Image point grounding data
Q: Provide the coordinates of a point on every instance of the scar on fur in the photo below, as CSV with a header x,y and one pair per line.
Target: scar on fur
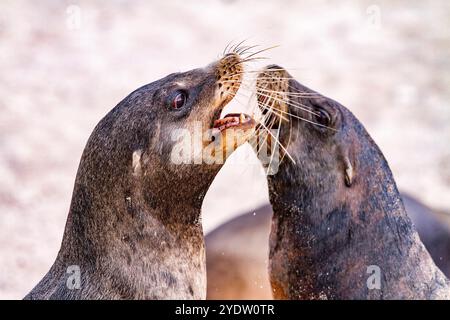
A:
x,y
137,162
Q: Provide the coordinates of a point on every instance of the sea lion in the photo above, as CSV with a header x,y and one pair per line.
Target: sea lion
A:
x,y
339,228
237,251
236,257
133,230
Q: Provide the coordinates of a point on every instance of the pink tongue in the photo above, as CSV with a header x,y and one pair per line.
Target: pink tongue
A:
x,y
226,122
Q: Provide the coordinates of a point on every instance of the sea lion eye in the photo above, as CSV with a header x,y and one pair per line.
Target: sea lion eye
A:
x,y
179,100
323,118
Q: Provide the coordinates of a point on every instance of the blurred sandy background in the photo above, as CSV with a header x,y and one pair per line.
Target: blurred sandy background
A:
x,y
64,64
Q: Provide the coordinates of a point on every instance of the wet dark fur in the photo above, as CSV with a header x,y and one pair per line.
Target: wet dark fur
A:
x,y
325,234
241,245
134,232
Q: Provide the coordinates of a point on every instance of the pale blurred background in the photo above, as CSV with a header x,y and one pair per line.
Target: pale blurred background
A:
x,y
65,64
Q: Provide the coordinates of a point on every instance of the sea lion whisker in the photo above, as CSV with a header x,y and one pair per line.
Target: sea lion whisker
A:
x,y
224,52
237,47
290,103
281,145
262,50
248,48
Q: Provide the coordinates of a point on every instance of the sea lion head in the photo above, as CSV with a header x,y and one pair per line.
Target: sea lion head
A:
x,y
149,150
317,135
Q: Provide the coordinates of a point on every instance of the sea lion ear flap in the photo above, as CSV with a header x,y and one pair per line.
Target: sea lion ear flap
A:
x,y
349,166
349,172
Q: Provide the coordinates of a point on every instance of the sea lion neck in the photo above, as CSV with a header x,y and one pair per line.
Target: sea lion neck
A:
x,y
327,233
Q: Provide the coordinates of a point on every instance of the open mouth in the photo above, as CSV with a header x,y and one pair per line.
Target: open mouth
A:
x,y
235,120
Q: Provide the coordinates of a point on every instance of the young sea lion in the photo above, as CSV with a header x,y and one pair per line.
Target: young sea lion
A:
x,y
133,229
237,251
339,229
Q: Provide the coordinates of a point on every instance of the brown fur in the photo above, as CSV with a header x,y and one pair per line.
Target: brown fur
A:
x,y
337,211
134,222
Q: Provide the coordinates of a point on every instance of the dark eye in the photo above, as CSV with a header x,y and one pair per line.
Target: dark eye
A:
x,y
179,100
323,118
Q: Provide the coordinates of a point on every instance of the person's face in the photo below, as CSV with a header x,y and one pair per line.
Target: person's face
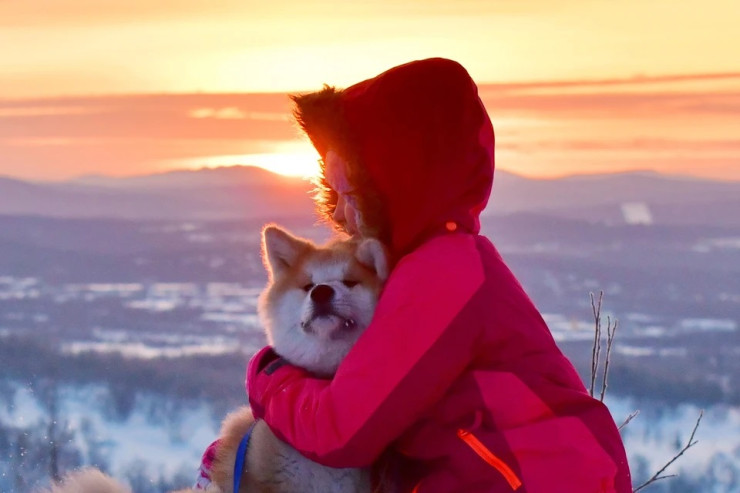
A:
x,y
346,213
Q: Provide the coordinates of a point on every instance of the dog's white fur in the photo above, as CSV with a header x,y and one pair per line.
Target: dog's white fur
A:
x,y
316,340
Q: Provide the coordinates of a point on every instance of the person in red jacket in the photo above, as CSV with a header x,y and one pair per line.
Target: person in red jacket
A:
x,y
457,377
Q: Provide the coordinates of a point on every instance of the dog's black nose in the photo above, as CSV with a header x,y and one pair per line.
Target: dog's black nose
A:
x,y
322,294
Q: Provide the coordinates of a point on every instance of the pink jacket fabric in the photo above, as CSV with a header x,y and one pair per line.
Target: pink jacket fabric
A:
x,y
458,374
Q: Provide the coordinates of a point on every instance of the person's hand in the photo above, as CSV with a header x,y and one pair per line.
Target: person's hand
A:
x,y
268,373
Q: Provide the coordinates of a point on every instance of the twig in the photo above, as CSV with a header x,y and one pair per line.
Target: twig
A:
x,y
596,349
610,332
629,418
690,443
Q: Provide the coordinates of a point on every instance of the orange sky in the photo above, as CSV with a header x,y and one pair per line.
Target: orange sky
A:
x,y
62,62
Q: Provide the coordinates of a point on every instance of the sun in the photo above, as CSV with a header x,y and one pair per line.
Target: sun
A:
x,y
297,164
285,160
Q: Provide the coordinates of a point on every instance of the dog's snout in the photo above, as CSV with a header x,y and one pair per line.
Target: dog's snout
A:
x,y
322,294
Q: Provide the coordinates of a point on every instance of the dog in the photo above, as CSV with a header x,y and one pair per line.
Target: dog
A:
x,y
317,303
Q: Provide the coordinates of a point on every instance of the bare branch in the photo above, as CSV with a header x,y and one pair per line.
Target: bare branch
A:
x,y
690,443
611,331
596,349
629,418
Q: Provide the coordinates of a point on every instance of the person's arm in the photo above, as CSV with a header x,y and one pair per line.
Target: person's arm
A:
x,y
421,339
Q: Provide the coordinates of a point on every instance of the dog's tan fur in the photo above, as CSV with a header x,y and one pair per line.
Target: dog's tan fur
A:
x,y
271,465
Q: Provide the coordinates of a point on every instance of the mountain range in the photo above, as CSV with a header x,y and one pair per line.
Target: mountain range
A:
x,y
246,192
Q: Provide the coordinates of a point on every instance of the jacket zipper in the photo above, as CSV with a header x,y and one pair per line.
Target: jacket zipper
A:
x,y
488,456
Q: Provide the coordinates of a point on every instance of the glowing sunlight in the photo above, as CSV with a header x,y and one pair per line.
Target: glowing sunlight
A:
x,y
302,164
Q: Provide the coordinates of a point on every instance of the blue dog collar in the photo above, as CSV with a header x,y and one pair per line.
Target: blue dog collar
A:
x,y
241,457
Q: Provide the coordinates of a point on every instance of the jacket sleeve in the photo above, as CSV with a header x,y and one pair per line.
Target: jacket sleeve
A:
x,y
417,345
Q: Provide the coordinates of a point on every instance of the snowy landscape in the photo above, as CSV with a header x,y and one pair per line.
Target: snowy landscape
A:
x,y
127,312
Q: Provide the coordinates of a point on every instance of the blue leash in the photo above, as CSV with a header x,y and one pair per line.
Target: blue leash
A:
x,y
241,456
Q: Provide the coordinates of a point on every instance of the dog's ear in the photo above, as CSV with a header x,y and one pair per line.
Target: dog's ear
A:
x,y
371,253
280,250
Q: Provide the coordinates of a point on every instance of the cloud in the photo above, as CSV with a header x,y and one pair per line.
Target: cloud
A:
x,y
615,123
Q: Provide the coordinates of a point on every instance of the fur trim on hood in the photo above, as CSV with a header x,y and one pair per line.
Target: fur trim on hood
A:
x,y
419,145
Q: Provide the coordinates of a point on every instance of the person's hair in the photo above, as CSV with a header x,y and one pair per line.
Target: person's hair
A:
x,y
319,115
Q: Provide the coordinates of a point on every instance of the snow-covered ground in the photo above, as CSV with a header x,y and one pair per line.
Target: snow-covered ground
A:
x,y
167,440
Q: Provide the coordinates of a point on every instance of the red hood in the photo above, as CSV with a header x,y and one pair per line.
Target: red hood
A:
x,y
425,141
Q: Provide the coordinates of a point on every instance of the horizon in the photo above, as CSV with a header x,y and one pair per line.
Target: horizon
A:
x,y
142,88
158,173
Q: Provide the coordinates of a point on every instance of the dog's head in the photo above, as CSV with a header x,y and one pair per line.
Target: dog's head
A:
x,y
319,299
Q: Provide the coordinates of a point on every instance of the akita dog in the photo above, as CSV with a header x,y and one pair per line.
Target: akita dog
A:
x,y
317,302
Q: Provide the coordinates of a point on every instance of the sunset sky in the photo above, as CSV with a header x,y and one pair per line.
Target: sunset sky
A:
x,y
572,86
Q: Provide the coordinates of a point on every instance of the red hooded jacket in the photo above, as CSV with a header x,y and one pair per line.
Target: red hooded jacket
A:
x,y
458,372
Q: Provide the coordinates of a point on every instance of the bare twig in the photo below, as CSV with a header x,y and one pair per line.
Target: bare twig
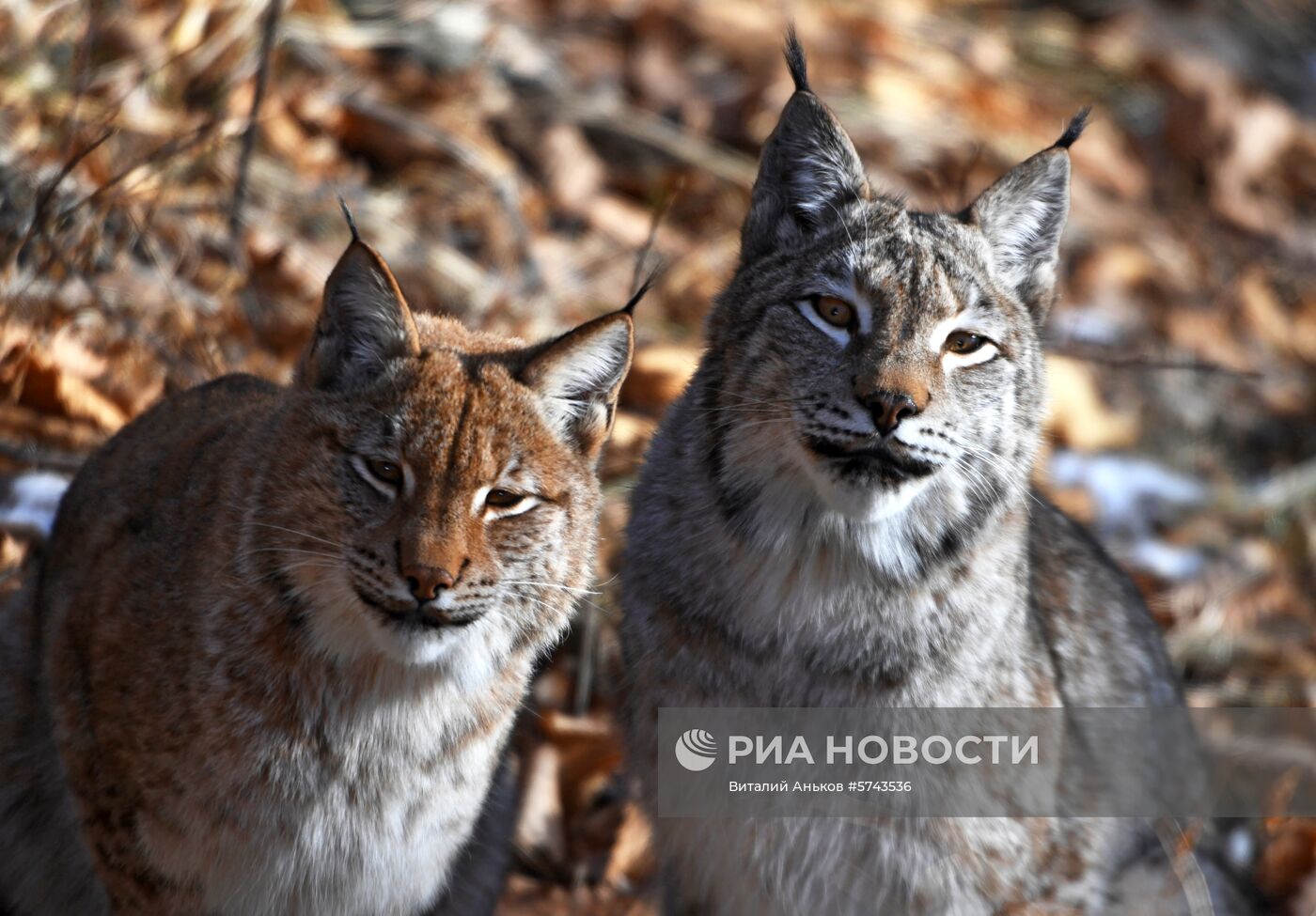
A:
x,y
262,81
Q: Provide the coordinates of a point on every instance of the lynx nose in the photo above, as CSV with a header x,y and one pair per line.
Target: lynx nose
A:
x,y
888,408
425,582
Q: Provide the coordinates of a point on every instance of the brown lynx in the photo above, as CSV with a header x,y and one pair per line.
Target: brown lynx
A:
x,y
838,514
280,634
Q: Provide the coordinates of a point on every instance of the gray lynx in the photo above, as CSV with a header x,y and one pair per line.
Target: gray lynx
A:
x,y
838,514
280,634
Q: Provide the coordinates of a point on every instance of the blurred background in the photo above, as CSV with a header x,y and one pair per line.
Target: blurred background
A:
x,y
168,176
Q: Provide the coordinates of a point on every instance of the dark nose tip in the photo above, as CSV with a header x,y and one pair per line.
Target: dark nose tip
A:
x,y
425,582
888,408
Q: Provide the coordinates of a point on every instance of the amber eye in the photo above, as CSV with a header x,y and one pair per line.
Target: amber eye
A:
x,y
385,472
836,312
502,499
964,342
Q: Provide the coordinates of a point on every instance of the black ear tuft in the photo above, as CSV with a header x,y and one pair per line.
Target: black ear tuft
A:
x,y
629,308
1075,128
352,223
795,59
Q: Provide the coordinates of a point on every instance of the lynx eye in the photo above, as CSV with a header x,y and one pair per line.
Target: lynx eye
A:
x,y
502,499
385,472
836,312
964,342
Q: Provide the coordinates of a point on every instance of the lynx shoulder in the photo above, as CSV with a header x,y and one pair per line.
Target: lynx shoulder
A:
x,y
279,637
838,514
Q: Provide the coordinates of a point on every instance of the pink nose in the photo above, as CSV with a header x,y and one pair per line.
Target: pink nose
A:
x,y
425,582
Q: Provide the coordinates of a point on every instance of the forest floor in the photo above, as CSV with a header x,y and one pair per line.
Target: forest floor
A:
x,y
509,158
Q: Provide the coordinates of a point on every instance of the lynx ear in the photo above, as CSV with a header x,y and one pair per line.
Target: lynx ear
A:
x,y
578,378
1022,216
364,324
807,171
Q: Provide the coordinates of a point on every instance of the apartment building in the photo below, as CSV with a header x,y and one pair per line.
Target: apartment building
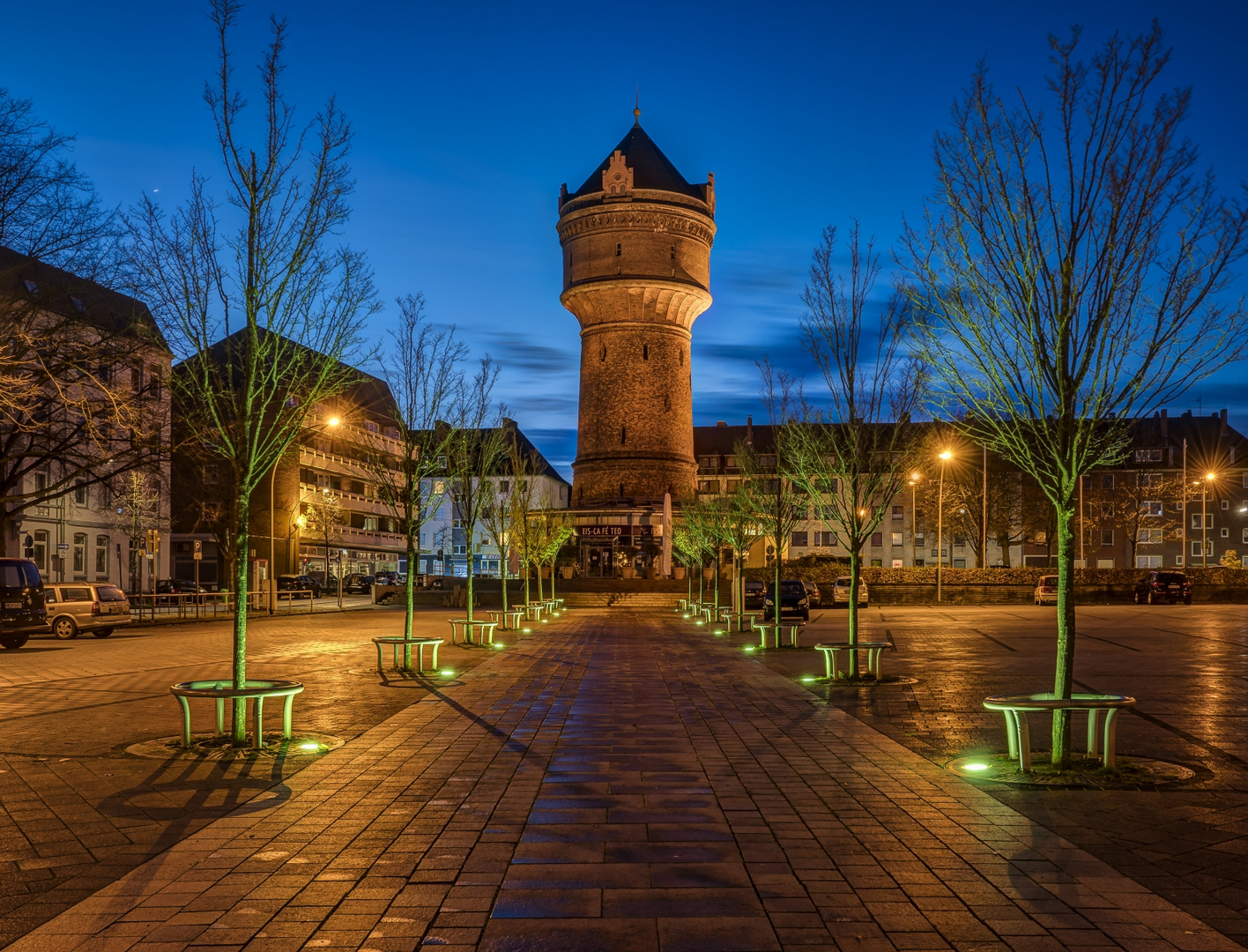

What you need to do — Scan the entries above for the word "black", then copy every line in which it occurs.

Written reply —
Q: Provide the coordinates of a point on every instance of the dog's black nose in the photo above, as CSV with a header x,y and one pair per line.
Target: dog's black nose
Q: Provide the coordinates of a point on every instance of the black ear tuft in the photo above, as CSV with a header x,y and one pair per line.
Target: black ear tuft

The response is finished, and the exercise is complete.